● Brief
Please write out the part of the report on the Flight 587 crash starting at "Deafening cries of" and ending at "hand for counseling.", word for word.

● Excerpt to read
Deafening cries of sorrow echoed through the airport Monday as relatives awaiting the arrival of loved ones collapsed in grief after being told that American Airlines Flight 587 crashed shortly after takeoff in New York.
"Not the child, please not the child!" sobbed Germania Brito who had gone to the airport to meet her sister Mariana Flores, her sister's husband, John, and their 2-year-old son, Isaias. "May God help us all."
The jetliner crashed minutes after takeoff in a residential neighborhood 5 miles from Kennedy Airport in New York City. Most passengers were Dominican, officials said.
Dozens of relatives, awaiting an official passenger list, came to Santo Domingo's Las Americas International Airport. Shrieks echoed throughout the airport as men collapsed in tears and women sobbed uncontrollably. Psychologists and medics were on hand for counseling.
Many in this poor Spanish-speaking nation had been waiting years to see loved ones. More than 500,000 Dominicans live in New York City.

● Exercise data
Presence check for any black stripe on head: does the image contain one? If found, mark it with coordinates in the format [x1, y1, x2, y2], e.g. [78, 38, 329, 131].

● Output below
Deafening cries of sorrow echoed through the airport Monday as relatives awaiting the arrival of loved ones collapsed in grief after being told that American Airlines Flight 587 crashed shortly after takeoff in New York.
"Not the child, please not the child!" sobbed Germania Brito who had gone to the airport to meet her sister Mariana Flores, her sister's husband, John, and their 2-year-old son, Isaias. "May God help us all."
The jetliner crashed minutes after takeoff in a residential neighborhood 5 miles from Kennedy Airport in New York City. Most passengers were Dominican, officials said.
Dozens of relatives, awaiting an official passenger list, came to Santo Domingo's Las Americas International Airport. Shrieks echoed throughout the airport as men collapsed in tears and women sobbed uncontrollably. Psychologists and medics were on hand for counseling.